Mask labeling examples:
──────────
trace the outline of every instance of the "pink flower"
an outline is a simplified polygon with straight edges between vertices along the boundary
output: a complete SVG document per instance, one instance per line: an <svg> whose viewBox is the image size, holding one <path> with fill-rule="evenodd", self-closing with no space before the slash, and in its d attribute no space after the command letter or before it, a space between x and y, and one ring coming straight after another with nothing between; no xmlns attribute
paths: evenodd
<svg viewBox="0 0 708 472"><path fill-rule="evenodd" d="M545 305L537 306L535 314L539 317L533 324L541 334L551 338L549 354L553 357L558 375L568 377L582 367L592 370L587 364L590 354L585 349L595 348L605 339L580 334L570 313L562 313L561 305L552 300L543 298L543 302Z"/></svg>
──────────
INSTRUCTION >> How many lines in the records above contain the word "outline"? Reply with the number alone.

OUTPUT FOR THIS EXERCISE >> 2